List every line in the rows below that contains the string "white", treating uppercase and lowercase as distinct.

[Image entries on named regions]
## start

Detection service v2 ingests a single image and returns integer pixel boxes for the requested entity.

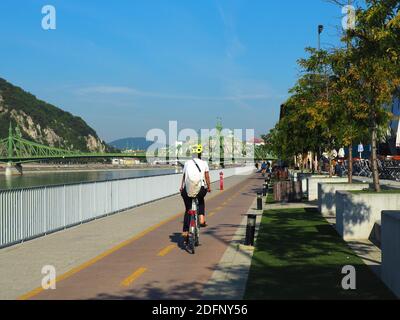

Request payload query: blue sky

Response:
[0,0,342,141]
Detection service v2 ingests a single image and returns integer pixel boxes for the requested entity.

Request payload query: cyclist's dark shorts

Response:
[181,187,207,215]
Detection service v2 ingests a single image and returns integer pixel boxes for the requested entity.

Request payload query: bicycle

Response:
[188,198,200,254]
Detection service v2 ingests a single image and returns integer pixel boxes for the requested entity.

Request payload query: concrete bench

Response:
[336,191,400,240]
[318,182,369,217]
[307,176,348,201]
[381,211,400,298]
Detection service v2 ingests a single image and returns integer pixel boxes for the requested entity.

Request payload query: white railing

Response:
[0,167,253,248]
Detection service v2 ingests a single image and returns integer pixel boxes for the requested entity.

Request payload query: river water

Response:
[0,169,179,190]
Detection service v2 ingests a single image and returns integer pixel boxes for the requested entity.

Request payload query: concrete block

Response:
[307,176,348,201]
[381,211,400,298]
[297,173,326,193]
[336,191,400,240]
[318,182,369,217]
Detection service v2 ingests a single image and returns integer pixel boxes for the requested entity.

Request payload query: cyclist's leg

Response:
[181,189,192,237]
[197,187,207,226]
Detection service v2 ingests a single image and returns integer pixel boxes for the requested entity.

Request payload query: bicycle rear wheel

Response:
[189,233,196,254]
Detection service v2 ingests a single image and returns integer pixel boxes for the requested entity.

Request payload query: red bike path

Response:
[20,176,262,300]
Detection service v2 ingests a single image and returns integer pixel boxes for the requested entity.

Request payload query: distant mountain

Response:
[108,137,154,150]
[0,78,108,152]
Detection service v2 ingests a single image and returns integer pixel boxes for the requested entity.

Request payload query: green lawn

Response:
[245,209,394,299]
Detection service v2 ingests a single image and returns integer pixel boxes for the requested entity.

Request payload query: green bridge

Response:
[0,124,274,174]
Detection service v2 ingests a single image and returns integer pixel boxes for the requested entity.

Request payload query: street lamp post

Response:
[318,24,324,51]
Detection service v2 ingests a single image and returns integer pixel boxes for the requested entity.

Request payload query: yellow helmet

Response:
[192,144,203,154]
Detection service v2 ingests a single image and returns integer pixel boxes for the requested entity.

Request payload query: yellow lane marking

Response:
[18,180,230,300]
[121,268,147,287]
[18,212,183,300]
[157,244,176,257]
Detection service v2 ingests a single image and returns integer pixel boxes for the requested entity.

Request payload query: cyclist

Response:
[261,161,267,177]
[180,144,211,242]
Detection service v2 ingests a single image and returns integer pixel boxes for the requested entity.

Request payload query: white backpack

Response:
[186,159,203,198]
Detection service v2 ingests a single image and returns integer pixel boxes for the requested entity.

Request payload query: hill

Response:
[0,78,107,152]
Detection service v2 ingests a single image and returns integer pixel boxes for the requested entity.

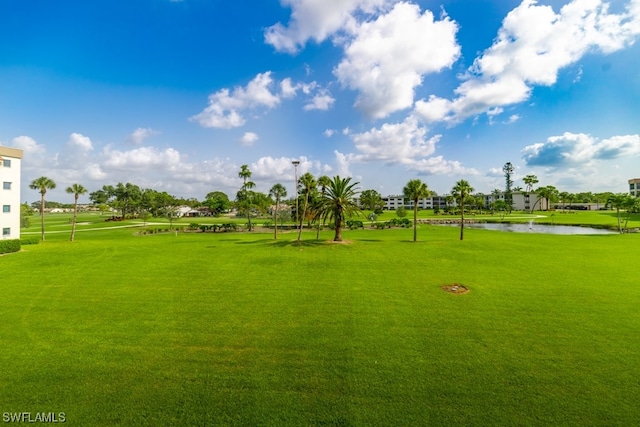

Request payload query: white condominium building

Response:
[629,178,640,197]
[0,146,22,239]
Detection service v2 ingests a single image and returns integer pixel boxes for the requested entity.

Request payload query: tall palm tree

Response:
[402,179,430,242]
[607,193,640,234]
[451,179,475,240]
[315,175,331,240]
[269,183,287,240]
[29,176,56,241]
[298,172,316,242]
[318,176,360,242]
[66,184,87,242]
[238,165,256,231]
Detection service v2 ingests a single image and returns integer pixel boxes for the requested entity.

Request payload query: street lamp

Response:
[291,160,300,236]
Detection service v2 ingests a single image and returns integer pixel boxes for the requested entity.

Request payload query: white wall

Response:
[0,146,22,239]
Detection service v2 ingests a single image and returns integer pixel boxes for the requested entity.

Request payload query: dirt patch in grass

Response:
[327,240,353,245]
[440,283,469,294]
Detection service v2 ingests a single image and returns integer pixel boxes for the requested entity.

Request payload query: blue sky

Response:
[0,0,640,201]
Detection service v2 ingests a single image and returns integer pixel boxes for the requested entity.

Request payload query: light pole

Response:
[291,160,300,238]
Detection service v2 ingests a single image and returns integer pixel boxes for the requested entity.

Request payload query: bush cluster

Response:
[0,239,20,254]
[20,237,40,246]
[371,218,413,230]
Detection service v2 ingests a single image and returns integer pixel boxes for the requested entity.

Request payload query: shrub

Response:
[396,206,407,218]
[0,239,20,254]
[20,237,40,246]
[345,219,364,230]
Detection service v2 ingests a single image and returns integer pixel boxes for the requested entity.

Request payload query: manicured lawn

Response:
[5,222,640,426]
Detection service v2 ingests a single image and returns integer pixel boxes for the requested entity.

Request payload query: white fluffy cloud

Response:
[240,132,260,147]
[415,0,640,123]
[334,2,460,118]
[335,117,478,175]
[102,147,181,171]
[190,71,280,129]
[304,90,335,111]
[67,132,93,151]
[129,128,160,145]
[265,0,389,53]
[351,118,440,164]
[249,156,331,184]
[189,71,335,129]
[522,132,640,167]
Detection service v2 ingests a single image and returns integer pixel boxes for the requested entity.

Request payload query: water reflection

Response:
[448,222,616,234]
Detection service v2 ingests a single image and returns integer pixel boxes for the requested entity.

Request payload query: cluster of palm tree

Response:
[262,172,360,242]
[607,194,640,233]
[29,176,87,242]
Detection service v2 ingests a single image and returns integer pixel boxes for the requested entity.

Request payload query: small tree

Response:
[298,172,317,242]
[29,176,56,241]
[502,162,515,212]
[402,179,430,242]
[318,176,360,242]
[66,184,87,242]
[269,183,287,240]
[451,179,474,240]
[20,203,33,228]
[236,165,256,231]
[313,175,331,240]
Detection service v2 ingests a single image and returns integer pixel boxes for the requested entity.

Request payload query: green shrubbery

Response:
[0,239,20,254]
[20,237,40,246]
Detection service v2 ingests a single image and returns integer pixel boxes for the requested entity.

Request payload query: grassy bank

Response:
[5,221,640,425]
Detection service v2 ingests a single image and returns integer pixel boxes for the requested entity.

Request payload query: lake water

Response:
[448,223,617,234]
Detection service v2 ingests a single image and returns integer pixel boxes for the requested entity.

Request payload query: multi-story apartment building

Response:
[382,191,547,211]
[0,146,23,239]
[382,196,447,211]
[629,178,640,197]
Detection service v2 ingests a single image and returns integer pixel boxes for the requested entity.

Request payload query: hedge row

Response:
[0,239,20,254]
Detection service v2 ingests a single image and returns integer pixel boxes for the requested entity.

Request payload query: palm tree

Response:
[269,183,287,240]
[402,179,430,242]
[238,165,256,231]
[316,175,331,240]
[298,172,316,242]
[318,176,360,242]
[29,176,56,241]
[66,184,87,242]
[607,193,640,234]
[531,185,560,212]
[451,179,474,240]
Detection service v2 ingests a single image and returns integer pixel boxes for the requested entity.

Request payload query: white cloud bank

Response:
[189,71,334,129]
[265,0,390,53]
[334,2,460,118]
[415,0,640,123]
[522,132,640,168]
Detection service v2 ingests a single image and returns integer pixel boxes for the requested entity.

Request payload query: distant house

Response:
[629,178,640,197]
[0,146,23,239]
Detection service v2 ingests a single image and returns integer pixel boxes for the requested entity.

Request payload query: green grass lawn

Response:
[5,219,640,426]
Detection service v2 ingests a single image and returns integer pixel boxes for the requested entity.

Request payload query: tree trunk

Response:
[413,199,418,242]
[40,194,44,242]
[333,210,342,242]
[71,194,79,242]
[273,201,279,240]
[460,202,464,240]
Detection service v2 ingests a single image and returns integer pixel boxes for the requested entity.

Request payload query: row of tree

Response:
[30,169,640,241]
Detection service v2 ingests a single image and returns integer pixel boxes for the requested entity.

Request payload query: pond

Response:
[448,222,617,234]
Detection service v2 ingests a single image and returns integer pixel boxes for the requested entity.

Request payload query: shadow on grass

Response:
[270,240,339,248]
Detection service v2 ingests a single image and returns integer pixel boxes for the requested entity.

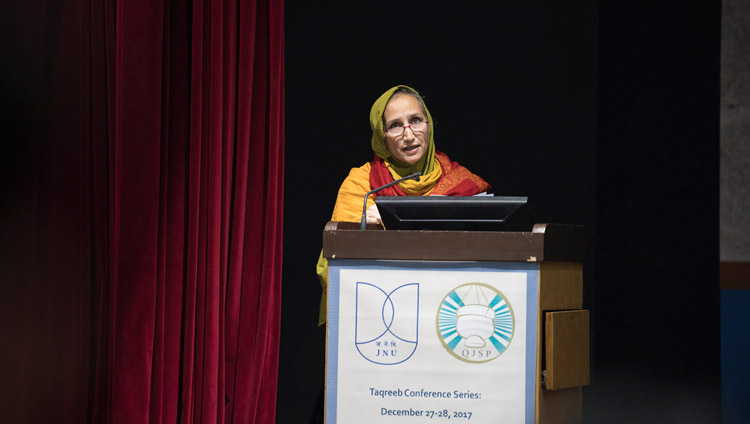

## end

▶ **WRITTEN ANSWER**:
Request payload query: white railing
Request payload query: white backpack
Request payload query: white condominium building
Request payload query: white wall
Request payload query: white fluffy cloud
Request payload query: white cloud bank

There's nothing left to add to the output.